[Supplied information]
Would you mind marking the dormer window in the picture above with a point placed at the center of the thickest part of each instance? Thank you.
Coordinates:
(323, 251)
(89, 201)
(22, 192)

[Task instructions] Set down all of the entries exactly, please.

[Result of the task]
Would you mind marking the dormer window in the picture above with a point placed at the center of the thickest part of each instance? Thank you.
Coordinates:
(323, 251)
(89, 201)
(22, 192)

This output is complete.